>> START Entries supplied

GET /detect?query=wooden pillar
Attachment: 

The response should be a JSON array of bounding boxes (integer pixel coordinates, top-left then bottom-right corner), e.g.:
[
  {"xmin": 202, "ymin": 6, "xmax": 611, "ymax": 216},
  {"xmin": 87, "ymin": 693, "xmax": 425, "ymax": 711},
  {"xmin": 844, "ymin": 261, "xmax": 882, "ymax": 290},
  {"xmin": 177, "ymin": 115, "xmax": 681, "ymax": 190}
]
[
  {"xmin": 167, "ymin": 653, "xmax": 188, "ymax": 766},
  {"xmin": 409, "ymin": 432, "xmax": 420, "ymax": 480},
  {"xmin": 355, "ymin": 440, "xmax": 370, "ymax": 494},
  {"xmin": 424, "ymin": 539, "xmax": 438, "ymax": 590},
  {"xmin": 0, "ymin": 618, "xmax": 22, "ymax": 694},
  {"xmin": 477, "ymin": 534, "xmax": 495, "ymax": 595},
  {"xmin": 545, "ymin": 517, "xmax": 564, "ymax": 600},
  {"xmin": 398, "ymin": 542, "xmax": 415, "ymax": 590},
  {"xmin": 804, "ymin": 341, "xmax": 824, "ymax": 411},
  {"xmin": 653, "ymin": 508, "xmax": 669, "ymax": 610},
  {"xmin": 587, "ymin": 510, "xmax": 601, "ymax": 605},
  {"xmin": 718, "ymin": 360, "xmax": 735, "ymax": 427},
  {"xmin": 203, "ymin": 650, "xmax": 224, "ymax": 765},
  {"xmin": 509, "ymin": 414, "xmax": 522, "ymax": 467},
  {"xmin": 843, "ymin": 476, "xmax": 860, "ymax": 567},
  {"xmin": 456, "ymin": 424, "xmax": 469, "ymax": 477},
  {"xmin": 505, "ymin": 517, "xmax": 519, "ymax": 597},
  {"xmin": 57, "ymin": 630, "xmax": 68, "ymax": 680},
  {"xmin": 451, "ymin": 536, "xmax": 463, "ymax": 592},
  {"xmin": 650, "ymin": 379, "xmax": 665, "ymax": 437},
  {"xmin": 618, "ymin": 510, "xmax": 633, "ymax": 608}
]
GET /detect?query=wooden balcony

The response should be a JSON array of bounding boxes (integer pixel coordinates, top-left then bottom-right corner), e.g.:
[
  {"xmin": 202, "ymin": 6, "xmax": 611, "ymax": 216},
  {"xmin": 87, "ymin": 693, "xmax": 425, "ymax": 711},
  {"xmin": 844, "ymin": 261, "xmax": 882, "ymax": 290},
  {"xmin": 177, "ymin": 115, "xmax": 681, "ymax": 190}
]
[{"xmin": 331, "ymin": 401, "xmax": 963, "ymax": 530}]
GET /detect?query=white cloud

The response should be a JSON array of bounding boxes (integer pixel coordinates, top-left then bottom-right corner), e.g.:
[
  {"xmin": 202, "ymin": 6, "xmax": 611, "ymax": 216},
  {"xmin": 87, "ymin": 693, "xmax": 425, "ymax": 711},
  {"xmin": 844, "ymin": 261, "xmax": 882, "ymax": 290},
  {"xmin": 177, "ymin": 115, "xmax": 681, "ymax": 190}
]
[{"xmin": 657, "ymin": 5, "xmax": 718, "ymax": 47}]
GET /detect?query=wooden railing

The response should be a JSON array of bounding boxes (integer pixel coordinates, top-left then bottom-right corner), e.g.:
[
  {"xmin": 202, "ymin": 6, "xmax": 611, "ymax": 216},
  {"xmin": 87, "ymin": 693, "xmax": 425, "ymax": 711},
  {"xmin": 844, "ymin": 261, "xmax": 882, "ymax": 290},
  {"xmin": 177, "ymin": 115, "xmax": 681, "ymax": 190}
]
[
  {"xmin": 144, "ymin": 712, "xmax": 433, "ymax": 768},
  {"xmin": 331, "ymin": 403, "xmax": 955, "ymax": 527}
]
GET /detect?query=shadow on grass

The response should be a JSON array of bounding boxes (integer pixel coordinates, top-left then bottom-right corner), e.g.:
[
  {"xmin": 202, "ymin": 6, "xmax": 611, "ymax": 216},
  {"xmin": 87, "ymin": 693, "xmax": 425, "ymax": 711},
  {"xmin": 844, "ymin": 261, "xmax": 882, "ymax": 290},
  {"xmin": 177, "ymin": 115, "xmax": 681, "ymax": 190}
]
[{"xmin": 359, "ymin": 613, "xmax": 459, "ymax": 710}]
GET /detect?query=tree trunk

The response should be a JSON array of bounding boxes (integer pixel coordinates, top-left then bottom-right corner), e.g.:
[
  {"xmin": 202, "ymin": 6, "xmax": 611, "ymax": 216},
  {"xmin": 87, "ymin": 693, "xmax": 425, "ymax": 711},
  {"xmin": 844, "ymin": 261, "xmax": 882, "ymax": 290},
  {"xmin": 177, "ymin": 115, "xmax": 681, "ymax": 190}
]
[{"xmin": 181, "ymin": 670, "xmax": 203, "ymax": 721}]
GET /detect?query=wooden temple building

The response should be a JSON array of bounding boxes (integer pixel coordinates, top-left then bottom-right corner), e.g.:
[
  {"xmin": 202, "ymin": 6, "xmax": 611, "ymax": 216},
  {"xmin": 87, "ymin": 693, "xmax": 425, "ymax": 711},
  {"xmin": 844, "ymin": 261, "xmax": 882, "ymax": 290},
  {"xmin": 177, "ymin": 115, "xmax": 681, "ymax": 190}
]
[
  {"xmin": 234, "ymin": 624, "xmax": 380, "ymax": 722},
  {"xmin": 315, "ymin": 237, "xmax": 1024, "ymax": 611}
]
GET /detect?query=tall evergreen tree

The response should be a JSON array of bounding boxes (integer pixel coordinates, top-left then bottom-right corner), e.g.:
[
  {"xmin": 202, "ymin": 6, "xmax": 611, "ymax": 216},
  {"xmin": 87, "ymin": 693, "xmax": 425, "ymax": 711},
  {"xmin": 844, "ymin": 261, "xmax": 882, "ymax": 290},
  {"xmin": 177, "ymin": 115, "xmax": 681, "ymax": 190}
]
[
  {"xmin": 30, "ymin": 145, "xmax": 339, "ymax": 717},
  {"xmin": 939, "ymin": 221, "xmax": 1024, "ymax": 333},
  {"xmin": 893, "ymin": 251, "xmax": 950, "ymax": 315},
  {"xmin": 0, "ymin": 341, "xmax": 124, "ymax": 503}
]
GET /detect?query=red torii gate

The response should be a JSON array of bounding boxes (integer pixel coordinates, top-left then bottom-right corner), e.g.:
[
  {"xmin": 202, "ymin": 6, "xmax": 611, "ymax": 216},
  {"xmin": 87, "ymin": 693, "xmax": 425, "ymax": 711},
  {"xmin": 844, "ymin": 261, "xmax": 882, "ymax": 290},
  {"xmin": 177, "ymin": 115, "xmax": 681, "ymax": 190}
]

>> END Entries supplied

What to produce> Please give every line of the records above as a numbered list, leaving out the blank lines.

Answer for this exercise>
1. GET /detect?query=wooden pillar
2. Attachment: 
3. The response should be a JSON array of bounding boxes (integer pixel coordinates, top-left then bottom-right corner), e.g.:
4. [
5.   {"xmin": 202, "ymin": 6, "xmax": 611, "ymax": 216},
6.   {"xmin": 87, "ymin": 693, "xmax": 425, "ymax": 711},
7.   {"xmin": 844, "ymin": 261, "xmax": 882, "ymax": 290},
8.   {"xmin": 177, "ymin": 115, "xmax": 681, "ymax": 190}
9. ]
10. [
11.   {"xmin": 167, "ymin": 653, "xmax": 188, "ymax": 766},
12.   {"xmin": 409, "ymin": 432, "xmax": 420, "ymax": 480},
13.   {"xmin": 355, "ymin": 440, "xmax": 370, "ymax": 494},
14.   {"xmin": 424, "ymin": 539, "xmax": 438, "ymax": 590},
15.   {"xmin": 0, "ymin": 618, "xmax": 22, "ymax": 694},
16.   {"xmin": 477, "ymin": 534, "xmax": 495, "ymax": 595},
17.   {"xmin": 545, "ymin": 517, "xmax": 564, "ymax": 600},
18.   {"xmin": 398, "ymin": 542, "xmax": 415, "ymax": 590},
19.   {"xmin": 804, "ymin": 341, "xmax": 824, "ymax": 411},
20.   {"xmin": 653, "ymin": 508, "xmax": 669, "ymax": 610},
21.   {"xmin": 587, "ymin": 510, "xmax": 601, "ymax": 605},
22.   {"xmin": 718, "ymin": 360, "xmax": 735, "ymax": 427},
23.   {"xmin": 203, "ymin": 650, "xmax": 224, "ymax": 765},
24.   {"xmin": 509, "ymin": 414, "xmax": 522, "ymax": 467},
25.   {"xmin": 843, "ymin": 476, "xmax": 860, "ymax": 567},
26.   {"xmin": 456, "ymin": 424, "xmax": 469, "ymax": 477},
27.   {"xmin": 505, "ymin": 517, "xmax": 519, "ymax": 597},
28.   {"xmin": 57, "ymin": 630, "xmax": 68, "ymax": 680},
29.   {"xmin": 451, "ymin": 536, "xmax": 463, "ymax": 592},
30.   {"xmin": 650, "ymin": 379, "xmax": 665, "ymax": 437},
31.   {"xmin": 618, "ymin": 510, "xmax": 633, "ymax": 608}
32. ]
33. GET /detect?query=wooden balcony
34. The response should be a JSON array of bounding boxes (integer pixel coordinates, top-left then bottom-right corner), e.g.:
35. [
36.   {"xmin": 202, "ymin": 6, "xmax": 611, "ymax": 216},
37.   {"xmin": 87, "ymin": 693, "xmax": 425, "ymax": 711},
38.   {"xmin": 844, "ymin": 261, "xmax": 882, "ymax": 290},
39.   {"xmin": 177, "ymin": 115, "xmax": 681, "ymax": 190}
40. ]
41. [{"xmin": 331, "ymin": 401, "xmax": 963, "ymax": 530}]
42. GET /detect?query=white cloud
43. The response should be a JSON array of bounding boxes (integer pixel coordinates, top-left then bottom-right corner), e.g.:
44. [
45.   {"xmin": 202, "ymin": 6, "xmax": 611, "ymax": 216},
46.   {"xmin": 87, "ymin": 693, "xmax": 425, "ymax": 711},
47.   {"xmin": 844, "ymin": 261, "xmax": 882, "ymax": 290},
48.   {"xmin": 177, "ymin": 115, "xmax": 681, "ymax": 190}
49. ]
50. [{"xmin": 657, "ymin": 5, "xmax": 718, "ymax": 47}]
51. GET /detect?query=wooden railing
52. The response should be a JSON array of bounding boxes (integer pixel coordinates, top-left then bottom-right corner), e.g.:
53. [
54.   {"xmin": 202, "ymin": 6, "xmax": 611, "ymax": 216},
55.   {"xmin": 87, "ymin": 693, "xmax": 425, "ymax": 711},
56.   {"xmin": 844, "ymin": 261, "xmax": 882, "ymax": 290},
57.   {"xmin": 177, "ymin": 115, "xmax": 681, "ymax": 190}
58. ]
59. [
60.   {"xmin": 144, "ymin": 712, "xmax": 433, "ymax": 768},
61.   {"xmin": 331, "ymin": 403, "xmax": 955, "ymax": 527}
62. ]
63. GET /detect?query=shadow on grass
64. The response should be a JSON array of bounding boxes (integer pixel coordinates, top-left then bottom-right corner), e.g.:
65. [
66.   {"xmin": 202, "ymin": 6, "xmax": 611, "ymax": 216},
67.   {"xmin": 87, "ymin": 693, "xmax": 425, "ymax": 711},
68.   {"xmin": 844, "ymin": 261, "xmax": 882, "ymax": 290},
69.   {"xmin": 177, "ymin": 115, "xmax": 681, "ymax": 190}
70. ]
71. [{"xmin": 359, "ymin": 613, "xmax": 459, "ymax": 710}]
72. GET /detect?query=tree trunk
73. The response should be a JSON array of bounding boxes (integer pixel coordinates, top-left then bottom-right corner), e.g.:
74. [
75.   {"xmin": 202, "ymin": 6, "xmax": 611, "ymax": 216},
76.   {"xmin": 87, "ymin": 693, "xmax": 425, "ymax": 711},
77.   {"xmin": 844, "ymin": 261, "xmax": 882, "ymax": 290},
78.   {"xmin": 177, "ymin": 115, "xmax": 681, "ymax": 190}
79. ]
80. [{"xmin": 181, "ymin": 670, "xmax": 203, "ymax": 721}]
81. GET /detect?query=wooden temple building
82. The response should be a JSON array of bounding boxes (integer pixel coordinates, top-left then bottom-right corner), e.g.:
83. [
84.   {"xmin": 202, "ymin": 6, "xmax": 611, "ymax": 216},
85.   {"xmin": 87, "ymin": 693, "xmax": 425, "ymax": 711},
86.   {"xmin": 844, "ymin": 261, "xmax": 882, "ymax": 290},
87.   {"xmin": 177, "ymin": 115, "xmax": 681, "ymax": 190}
88. ]
89. [
90.   {"xmin": 234, "ymin": 624, "xmax": 380, "ymax": 722},
91.   {"xmin": 315, "ymin": 237, "xmax": 1024, "ymax": 611}
92. ]
93. GET /detect?query=tall evergreen tree
94. The response should be a JSON array of bounding boxes (integer pixel coordinates, top-left then bottom-right corner), e.g.:
95. [
96.   {"xmin": 202, "ymin": 6, "xmax": 611, "ymax": 216},
97.   {"xmin": 87, "ymin": 693, "xmax": 425, "ymax": 711},
98.   {"xmin": 844, "ymin": 261, "xmax": 882, "ymax": 290},
99.   {"xmin": 177, "ymin": 115, "xmax": 681, "ymax": 190}
100. ]
101. [
102.   {"xmin": 30, "ymin": 145, "xmax": 339, "ymax": 717},
103.   {"xmin": 939, "ymin": 221, "xmax": 1024, "ymax": 333},
104.   {"xmin": 893, "ymin": 251, "xmax": 950, "ymax": 315},
105.   {"xmin": 0, "ymin": 341, "xmax": 124, "ymax": 503}
106. ]
107. GET /detect?query=red torii gate
108. The response should be a JSON array of bounding boxes (integer pixel coordinates, top-left then bottom-right corner), e.g.:
109. [
110.   {"xmin": 202, "ymin": 6, "xmax": 611, "ymax": 216},
111.   {"xmin": 87, "ymin": 693, "xmax": 425, "ymax": 711},
112.   {"xmin": 844, "ymin": 261, "xmax": 882, "ymax": 290},
113.   {"xmin": 177, "ymin": 115, "xmax": 681, "ymax": 190}
114. ]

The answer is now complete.